Collected data entries —
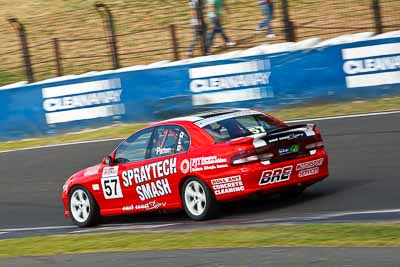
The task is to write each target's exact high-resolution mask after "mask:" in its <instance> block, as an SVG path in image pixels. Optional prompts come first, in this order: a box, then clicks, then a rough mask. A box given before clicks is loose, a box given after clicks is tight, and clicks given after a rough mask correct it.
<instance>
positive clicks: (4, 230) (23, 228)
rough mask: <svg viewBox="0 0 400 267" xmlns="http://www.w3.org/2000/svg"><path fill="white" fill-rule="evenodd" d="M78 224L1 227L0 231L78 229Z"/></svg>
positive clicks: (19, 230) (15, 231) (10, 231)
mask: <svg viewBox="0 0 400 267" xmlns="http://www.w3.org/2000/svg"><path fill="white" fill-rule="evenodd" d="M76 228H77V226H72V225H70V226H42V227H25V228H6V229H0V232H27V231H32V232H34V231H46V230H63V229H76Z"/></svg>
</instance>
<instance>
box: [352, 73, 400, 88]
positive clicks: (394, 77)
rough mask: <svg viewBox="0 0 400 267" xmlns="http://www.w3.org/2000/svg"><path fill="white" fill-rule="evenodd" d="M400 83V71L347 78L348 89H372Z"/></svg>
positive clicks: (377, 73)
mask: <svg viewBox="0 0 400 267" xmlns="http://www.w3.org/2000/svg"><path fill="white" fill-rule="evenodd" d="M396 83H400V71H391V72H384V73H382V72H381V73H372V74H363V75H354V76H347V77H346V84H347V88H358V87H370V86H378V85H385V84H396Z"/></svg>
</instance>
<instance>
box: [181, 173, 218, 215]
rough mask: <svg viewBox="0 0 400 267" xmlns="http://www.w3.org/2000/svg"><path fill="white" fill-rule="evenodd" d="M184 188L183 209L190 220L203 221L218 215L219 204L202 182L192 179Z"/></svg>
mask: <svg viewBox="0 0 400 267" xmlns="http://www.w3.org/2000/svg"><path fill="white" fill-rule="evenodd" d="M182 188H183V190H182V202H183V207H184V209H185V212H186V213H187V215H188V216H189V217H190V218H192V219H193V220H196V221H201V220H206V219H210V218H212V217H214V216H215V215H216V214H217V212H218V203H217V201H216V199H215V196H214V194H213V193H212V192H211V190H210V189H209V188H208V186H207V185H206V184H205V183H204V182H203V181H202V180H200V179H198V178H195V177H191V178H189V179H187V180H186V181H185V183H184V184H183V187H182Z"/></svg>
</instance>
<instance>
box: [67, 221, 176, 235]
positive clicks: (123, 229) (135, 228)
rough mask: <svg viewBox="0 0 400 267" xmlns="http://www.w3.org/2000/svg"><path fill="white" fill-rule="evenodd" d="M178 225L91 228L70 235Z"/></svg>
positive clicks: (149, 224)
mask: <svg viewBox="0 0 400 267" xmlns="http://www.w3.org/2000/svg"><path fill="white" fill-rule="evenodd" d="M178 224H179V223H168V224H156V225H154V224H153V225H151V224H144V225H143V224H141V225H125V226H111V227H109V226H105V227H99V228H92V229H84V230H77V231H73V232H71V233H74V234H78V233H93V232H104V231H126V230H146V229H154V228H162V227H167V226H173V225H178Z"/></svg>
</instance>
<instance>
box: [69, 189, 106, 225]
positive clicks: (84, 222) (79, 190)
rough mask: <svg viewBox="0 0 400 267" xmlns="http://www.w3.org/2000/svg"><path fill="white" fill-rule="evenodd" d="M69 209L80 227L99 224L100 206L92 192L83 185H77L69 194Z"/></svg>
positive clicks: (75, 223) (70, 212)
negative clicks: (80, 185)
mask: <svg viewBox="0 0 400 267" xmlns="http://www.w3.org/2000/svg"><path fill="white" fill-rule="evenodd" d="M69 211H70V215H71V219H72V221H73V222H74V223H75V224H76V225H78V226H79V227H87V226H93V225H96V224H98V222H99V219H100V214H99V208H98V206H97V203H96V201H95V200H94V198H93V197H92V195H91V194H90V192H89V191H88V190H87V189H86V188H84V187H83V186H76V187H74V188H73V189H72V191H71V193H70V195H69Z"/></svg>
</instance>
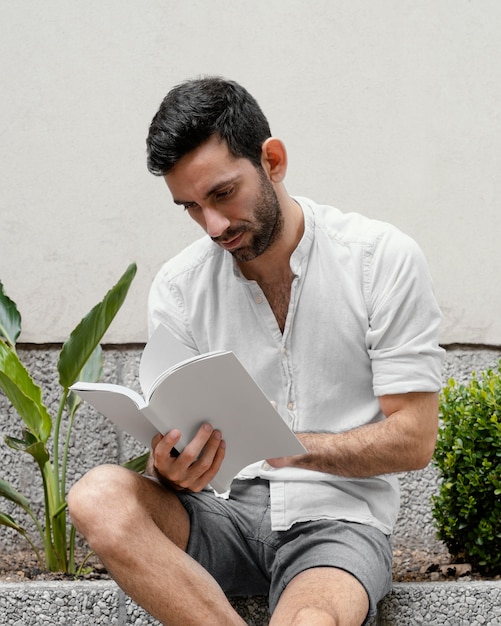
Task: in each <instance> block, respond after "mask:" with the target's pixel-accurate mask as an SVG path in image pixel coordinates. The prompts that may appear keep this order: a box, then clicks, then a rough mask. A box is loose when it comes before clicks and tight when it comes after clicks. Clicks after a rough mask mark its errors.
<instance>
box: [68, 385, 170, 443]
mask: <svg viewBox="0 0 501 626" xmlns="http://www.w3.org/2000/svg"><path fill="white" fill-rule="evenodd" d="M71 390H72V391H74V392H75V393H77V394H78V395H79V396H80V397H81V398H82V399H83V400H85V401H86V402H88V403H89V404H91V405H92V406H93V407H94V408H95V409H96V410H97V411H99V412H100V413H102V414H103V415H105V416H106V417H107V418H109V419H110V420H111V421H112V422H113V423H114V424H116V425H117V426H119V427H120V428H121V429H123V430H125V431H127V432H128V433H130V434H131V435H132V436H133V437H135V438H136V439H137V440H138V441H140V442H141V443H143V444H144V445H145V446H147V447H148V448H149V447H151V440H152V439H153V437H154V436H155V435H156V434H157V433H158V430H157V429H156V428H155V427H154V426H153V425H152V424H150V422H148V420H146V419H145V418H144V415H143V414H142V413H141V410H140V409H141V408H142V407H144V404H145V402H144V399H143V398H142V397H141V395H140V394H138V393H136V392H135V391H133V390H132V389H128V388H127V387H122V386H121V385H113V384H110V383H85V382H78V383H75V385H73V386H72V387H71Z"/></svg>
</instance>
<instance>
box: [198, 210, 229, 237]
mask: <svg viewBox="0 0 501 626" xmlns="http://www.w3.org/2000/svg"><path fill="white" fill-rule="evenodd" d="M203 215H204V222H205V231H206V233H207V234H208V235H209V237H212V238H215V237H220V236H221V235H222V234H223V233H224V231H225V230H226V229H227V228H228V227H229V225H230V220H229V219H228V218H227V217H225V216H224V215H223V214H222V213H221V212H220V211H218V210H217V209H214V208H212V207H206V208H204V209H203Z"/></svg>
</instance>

What you should do — Write out exactly the lines above from the line with "box: [69, 189, 106, 225]" through the line with "positive clicks: (75, 223) (70, 212)", both of them included, and leave out all other lines.

Answer for the task —
box: [69, 189, 106, 225]
positive clicks: (84, 222) (79, 190)
rough mask: <svg viewBox="0 0 400 267" xmlns="http://www.w3.org/2000/svg"><path fill="white" fill-rule="evenodd" d="M69 209L80 227L99 224L100 206L92 192L83 185H77L69 194Z"/></svg>
positive clicks: (75, 223) (70, 212)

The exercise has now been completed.